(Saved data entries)
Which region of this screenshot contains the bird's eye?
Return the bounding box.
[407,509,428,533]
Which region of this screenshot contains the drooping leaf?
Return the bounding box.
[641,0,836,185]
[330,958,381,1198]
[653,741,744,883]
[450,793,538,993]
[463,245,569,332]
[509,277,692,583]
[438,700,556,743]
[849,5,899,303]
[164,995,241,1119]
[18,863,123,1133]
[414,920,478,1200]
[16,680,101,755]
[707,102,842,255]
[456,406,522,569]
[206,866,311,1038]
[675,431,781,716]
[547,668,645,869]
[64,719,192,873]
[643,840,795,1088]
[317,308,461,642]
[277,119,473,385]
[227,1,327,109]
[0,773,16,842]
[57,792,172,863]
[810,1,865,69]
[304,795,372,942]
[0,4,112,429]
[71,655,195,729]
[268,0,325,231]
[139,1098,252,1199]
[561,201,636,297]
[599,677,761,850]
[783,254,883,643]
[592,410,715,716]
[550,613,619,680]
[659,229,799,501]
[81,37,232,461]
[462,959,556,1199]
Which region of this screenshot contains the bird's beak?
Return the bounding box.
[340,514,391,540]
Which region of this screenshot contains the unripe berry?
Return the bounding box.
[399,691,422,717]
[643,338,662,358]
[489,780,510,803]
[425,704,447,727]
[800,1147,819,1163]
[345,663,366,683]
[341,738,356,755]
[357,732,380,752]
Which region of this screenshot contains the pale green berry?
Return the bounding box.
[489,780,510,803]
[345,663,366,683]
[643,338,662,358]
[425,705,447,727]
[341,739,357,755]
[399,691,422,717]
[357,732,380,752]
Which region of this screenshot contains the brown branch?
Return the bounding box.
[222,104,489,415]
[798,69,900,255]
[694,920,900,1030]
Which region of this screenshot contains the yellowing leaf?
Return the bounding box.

TASK OBJECTIVE
Print out every record, character for character.

RESPONSE TO THIS EXERCISE
Which region of this screenshot contains the bird's eye?
Return the bounding box.
[407,509,428,533]
Which region of this screenshot contains the drooping leaf?
Return the bounding box.
[641,0,836,185]
[330,958,381,1198]
[653,741,744,883]
[450,793,538,993]
[463,245,569,332]
[509,277,692,583]
[438,700,556,743]
[849,5,899,303]
[164,995,241,1119]
[18,863,123,1133]
[414,920,478,1200]
[16,680,101,755]
[707,102,842,255]
[456,406,522,569]
[206,866,311,1038]
[675,431,781,716]
[547,668,645,869]
[64,719,192,873]
[643,840,795,1088]
[317,308,461,642]
[277,119,473,385]
[227,1,327,109]
[0,773,16,842]
[57,792,172,863]
[810,1,865,69]
[304,795,372,942]
[0,4,112,429]
[71,655,195,729]
[268,0,325,231]
[139,1098,252,1199]
[561,201,636,297]
[599,677,761,850]
[783,254,883,643]
[592,410,715,716]
[550,613,619,680]
[659,229,799,501]
[81,37,232,461]
[462,959,556,1199]
Which region of this screenshot contains the bird's beak?
Return the bounding box.
[340,514,391,540]
Which region of this screenshot contains the unripe berry?
Return the bounding box.
[399,691,422,717]
[643,338,662,358]
[489,780,510,803]
[425,704,447,727]
[800,1147,819,1163]
[345,663,366,683]
[341,738,356,755]
[357,732,380,752]
Which region of this screenshot contains the pale green berry?
Return the bounding box.
[489,780,510,803]
[345,663,366,683]
[643,338,662,358]
[425,705,447,727]
[341,739,357,755]
[399,691,422,717]
[357,732,380,752]
Which region of this screenshot contains the brown branch?
Return the bounding box.
[222,104,489,415]
[798,69,900,255]
[694,920,900,1030]
Which region of this screenshot contains the yellowing leaf?
Return the bounding box.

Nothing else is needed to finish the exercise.